▸ GOAL: Update the data below by changing every "vertical pipe" to "upright pipe" and keeping everything else the same. Leave the pictures out of your answer.

(Pointing dataset excerpts)
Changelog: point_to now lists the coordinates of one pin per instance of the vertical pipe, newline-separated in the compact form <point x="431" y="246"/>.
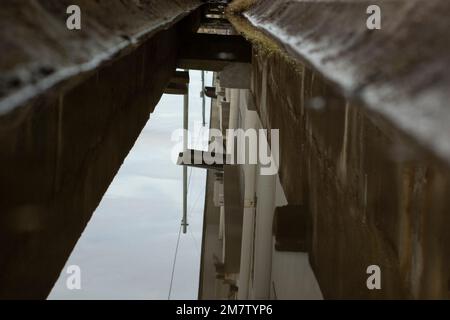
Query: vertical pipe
<point x="204" y="99"/>
<point x="249" y="216"/>
<point x="185" y="149"/>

▸ EXERCISE SOLUTION:
Changelog: point_to now lists the coordinates of one pin per instance of the upright pipe, newline-separated in the compact form <point x="431" y="246"/>.
Query: upright pipe
<point x="204" y="99"/>
<point x="249" y="216"/>
<point x="185" y="149"/>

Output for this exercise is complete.